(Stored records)
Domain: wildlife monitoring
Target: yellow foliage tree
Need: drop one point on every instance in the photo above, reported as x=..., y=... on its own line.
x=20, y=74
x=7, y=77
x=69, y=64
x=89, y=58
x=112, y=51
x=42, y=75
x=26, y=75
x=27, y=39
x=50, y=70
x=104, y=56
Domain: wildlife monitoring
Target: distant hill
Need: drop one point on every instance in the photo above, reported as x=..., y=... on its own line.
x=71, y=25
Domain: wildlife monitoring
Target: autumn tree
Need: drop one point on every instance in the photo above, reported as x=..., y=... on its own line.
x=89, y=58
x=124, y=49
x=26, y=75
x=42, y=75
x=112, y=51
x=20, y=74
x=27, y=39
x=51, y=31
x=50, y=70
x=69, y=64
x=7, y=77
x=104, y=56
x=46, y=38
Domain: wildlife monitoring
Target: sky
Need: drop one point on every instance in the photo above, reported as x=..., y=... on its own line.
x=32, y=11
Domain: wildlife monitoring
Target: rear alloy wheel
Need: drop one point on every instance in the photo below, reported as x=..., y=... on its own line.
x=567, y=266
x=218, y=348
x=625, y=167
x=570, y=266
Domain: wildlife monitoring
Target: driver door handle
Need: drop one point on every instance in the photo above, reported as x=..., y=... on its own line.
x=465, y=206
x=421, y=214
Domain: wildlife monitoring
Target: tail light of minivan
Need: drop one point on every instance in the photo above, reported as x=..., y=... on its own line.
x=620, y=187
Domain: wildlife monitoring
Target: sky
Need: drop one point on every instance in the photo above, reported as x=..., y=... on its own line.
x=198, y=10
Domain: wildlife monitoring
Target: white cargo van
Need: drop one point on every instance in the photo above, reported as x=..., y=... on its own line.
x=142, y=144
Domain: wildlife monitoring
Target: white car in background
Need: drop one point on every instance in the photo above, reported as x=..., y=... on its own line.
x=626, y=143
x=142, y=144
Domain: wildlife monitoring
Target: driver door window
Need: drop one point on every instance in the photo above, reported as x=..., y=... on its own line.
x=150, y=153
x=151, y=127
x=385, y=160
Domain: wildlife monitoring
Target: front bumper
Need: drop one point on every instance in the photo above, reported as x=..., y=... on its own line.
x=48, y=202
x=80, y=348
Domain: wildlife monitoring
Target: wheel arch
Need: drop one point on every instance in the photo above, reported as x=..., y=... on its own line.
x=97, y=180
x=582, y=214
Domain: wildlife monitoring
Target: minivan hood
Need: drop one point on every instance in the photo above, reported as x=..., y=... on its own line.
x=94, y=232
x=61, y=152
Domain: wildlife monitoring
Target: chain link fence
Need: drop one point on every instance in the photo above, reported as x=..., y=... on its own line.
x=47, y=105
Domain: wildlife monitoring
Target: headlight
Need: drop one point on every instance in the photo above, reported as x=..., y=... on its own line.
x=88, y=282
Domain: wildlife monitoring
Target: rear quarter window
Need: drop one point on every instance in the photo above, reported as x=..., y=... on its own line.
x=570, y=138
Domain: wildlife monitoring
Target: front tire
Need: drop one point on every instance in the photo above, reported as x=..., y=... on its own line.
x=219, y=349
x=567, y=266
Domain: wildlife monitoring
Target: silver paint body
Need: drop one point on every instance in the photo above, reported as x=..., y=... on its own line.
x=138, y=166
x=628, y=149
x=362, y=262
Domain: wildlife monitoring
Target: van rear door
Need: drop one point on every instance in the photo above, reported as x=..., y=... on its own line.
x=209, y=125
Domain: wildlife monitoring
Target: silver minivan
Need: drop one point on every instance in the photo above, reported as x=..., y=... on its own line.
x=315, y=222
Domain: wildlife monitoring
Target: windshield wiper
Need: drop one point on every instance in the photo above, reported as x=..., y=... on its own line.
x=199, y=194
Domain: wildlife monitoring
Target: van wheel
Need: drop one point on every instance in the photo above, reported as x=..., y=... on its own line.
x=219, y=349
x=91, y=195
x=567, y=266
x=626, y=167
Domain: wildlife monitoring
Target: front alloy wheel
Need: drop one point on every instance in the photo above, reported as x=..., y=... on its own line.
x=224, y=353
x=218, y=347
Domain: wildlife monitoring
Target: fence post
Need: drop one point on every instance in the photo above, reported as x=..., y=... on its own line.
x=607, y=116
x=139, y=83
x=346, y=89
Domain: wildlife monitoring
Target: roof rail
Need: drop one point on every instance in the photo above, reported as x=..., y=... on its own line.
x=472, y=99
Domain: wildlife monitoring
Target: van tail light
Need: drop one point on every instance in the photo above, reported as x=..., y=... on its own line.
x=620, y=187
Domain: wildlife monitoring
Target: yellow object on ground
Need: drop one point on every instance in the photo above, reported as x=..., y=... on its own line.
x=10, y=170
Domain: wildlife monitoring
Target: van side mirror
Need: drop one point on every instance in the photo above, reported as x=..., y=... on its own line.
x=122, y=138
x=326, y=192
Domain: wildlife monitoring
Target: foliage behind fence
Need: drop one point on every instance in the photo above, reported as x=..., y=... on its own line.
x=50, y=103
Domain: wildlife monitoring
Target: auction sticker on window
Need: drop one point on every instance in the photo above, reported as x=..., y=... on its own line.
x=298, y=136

* _The task_: Every line above from the line with "Target: white car in background" to the line with "Target: van rear door", both included, must be reproduced exactly, and no other line may appear.

* _Written response_:
Target: white car in background
Need: drop one point on every instance in the photo above, reported as x=..., y=... on its own line.
x=626, y=143
x=142, y=144
Domain: wildlife monitoring
Target: driver door window
Need: drop one point on every instance in the photo above, reported as x=..., y=... on its own line.
x=150, y=153
x=151, y=127
x=385, y=160
Domain: wildlife monitoring
Target: front bumper
Need: drop one point on every instance in the photo above, reported as x=..., y=... on its own line.
x=48, y=202
x=80, y=348
Domain: wildlife monitoring
Target: wheel arch
Need: drop one point on every instance in the photo above, reported as x=..., y=... on its own line.
x=97, y=180
x=582, y=214
Domain: wildlife monitoring
Target: minivan hood
Need: drop one point on every instance in the photo above, reported as x=..., y=... on its own line.
x=94, y=232
x=61, y=152
Domain: wildlife monitoring
Target: chain link fence
Need: drop one point on every instance in the photo above, reported as x=..., y=... on its own line.
x=47, y=105
Domain: wildlife monitoring
Target: headlight
Need: drop one point on every instance in the photo above, reported as x=..., y=... on its own line.
x=88, y=282
Domain: wildlife monitoring
Target: rear quarter window
Need: drop one point on every instance in the photo above, reported as x=..., y=... on its own line.
x=570, y=138
Domain: wildlife monitoring
Target: front tire
Need: drop one point on every instance in the photo above, reported as x=..., y=... on its own line.
x=219, y=349
x=567, y=266
Domain: wildlife monitoring
Target: silver paint body
Need: drop one point on every instance in the photo above, reported as x=..., y=... on its own line.
x=138, y=166
x=628, y=149
x=362, y=262
Domain: wildlife monitoring
Target: van rear door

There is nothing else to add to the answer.